§ **ASSIGNMENT**
Exact output of all the records is required.

§ **DATA PROVIDED**
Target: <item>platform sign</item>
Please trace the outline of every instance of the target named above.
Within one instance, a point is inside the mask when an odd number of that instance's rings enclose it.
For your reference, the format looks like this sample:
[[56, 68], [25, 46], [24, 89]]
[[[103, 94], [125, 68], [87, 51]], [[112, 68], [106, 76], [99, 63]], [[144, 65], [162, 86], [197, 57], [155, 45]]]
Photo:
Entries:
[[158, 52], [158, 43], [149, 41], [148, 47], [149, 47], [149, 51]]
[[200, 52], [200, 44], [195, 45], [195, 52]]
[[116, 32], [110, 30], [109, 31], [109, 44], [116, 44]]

§ **YOUR RESPONSE**
Target: <item>platform sign</item>
Please trace the outline of every instance of the target named above.
Within one instance, a point is inside the mask when an odd number of that instance's rings enclose it.
For your reference, the format looks like this sample:
[[56, 68], [25, 46], [24, 89]]
[[[103, 94], [125, 68], [87, 51]], [[112, 68], [106, 76], [99, 63]], [[144, 65], [162, 86], [197, 57], [155, 45]]]
Photo:
Entries:
[[158, 52], [158, 43], [149, 41], [148, 47], [149, 47], [149, 51]]
[[200, 52], [200, 44], [195, 45], [195, 52]]
[[116, 32], [110, 30], [109, 31], [109, 44], [116, 44]]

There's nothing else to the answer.